— To-do list —
**a)** Name the areas of work of the domain scientists mentioned in the PRACE Winter School 2015 tutorial description.
**b)** Extend the PRACE Winter School 2015 tutorial description, picking up after its final sentence.

— Passage provided —

════════

PRACE Winter School 2015 includes the following training sessions:
The age of "Big Data" has researched high performance computers and new tools and technologies must be integrated into the software ecosystem of scientist in order to extract knowledge from data. New challenges emerge from the complexities of simulations integrating more physics, more fidelity as simultaneously the memory and storage hierarchies have dramatically increased the difficulty to cope with the large volumes and fast velocity of data. In this tutorial students will learn the best practices and techniques that are crucial to allow them to work with exponentially growing data sizes. Our tutorial will teach students the basics of high performance I/O, analytics, and visualization.
Part I of this tutorial will introduce parallel I/O in general, and middleware libraries that were created to work with "Big Scientific Data". First, we will teach serial and parallel HDF5, and learn how to incorporate this into serial and parallel simulations. Next, we will summarize the lessons and the key techniques that our team gained through years of collaboration with domain scientists working in areas such as fusion, combustion, astrophysics, materials science, and seismology. This experience and knowledge resulted in the creation of ADIOS, a tool that makes scaling I/O easy, portable, and efficient.
In the second part of the tutorial we will discuss ADIOS, and how this has helped many applications move from I/O to compute dominated simulations. We will show the API's which allow ADIOS to utilize different methods to write self-describing files, and achieve high performance I/O. This will be followed by a hands-on session on how to write/read data, and how to use different I/O componentizations inside the ADIOS framework.
Part III will teach students how to take advantage of the ADIOS framework to do topology-aware data movement, compression and data staging/streaming using advanced methods.
The session will be conducted by Jeremy Logan and Norbert Podhorszki.
Jeremy Logan is a Computational Scientist at the University of Tennessee and works closely with the Scientific Data Group at Oak Ridge National Laboratory. Jeremy’s research interests include I/O performance, data and workflow management, and the application of domain specific, generative techniques to High Performance Computing.
Norbert Podhorszki is a Research Scientist in the Scientific Data Group at Oak Ridge National Laboratory. He is the lead developer of ADIOS. He works with application users of the Oak Ridge Leadership Facility to improve their I/O performance using ADIOS. His research interest is in how to enable data processing on-the-fly using memory-to-memory data movements, e.g. for speeding up I/O, coupling simulation codes, and building in-situ workflows.

════════

— Data lines —
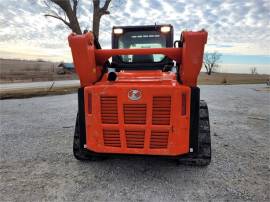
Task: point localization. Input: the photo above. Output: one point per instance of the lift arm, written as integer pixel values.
(88, 60)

════════

— Results of the exercise —
**a)** fusion, combustion, astrophysics, materials science, seismology

**b)**
The R language has been called the "lingua franca" of data analysis and statistical computing. This tutorial will introduce attendees to the basics of the R language with a focus on its recent high performance extensions enabled by the ``Programming with Big Data in R'' (pbdR) project, which is aimed at medium to large HPC platforms. The overview part of the tutorial will include a brief introduction to R and an introduction to the pbdR project and its use of scalable HPC libraries.
The first hands-on portion will include pbdR's profiling and its simplified interface to MPI. We will cover a range of examples beginning with simple MPI use through simple examples with data to more advanced uses in statistics and data analysis. We will also introduce students to concepts of partitioning data across nodes of a large platform.
The advanced topics portion will cover pbdR's connections to scalable libraries and their partitioned data structure requirements. We will cover ways of reading in and redistributing data. This will include R's native data input, input from HDFS, as well as scalable input via ADIOS. We also cover more advanced examples that make use of the distributed data structures and object oriented components of R for identical parallel and serial syntax capability in many functions.
The session will be conducted by George Ostrouchov. George is a Senior Research Scientist in the Scientific Data Group at the Oak Ridge National Laboratory and Joint Faculty Professor of Statistics at the University of Tennessee. His doctoral work was on large sparse least squares computations in data analysis. His research interests have been for many years at the intersection of high performance computing and statistics. He initiated and continues to lead the pbdR project. George is a Fellow of the American Statistical Association.
VisIt is an open source, turnkey application for large scale simulated and experimental data sets. Its charter goes beyond pretty pictures; the application is an infrastructure for parallelized, general post-processing of extremely massive data sets. Target use cases include data exploration, comparative analysis, visual debugging, quantitative analysis, and presentation graphics.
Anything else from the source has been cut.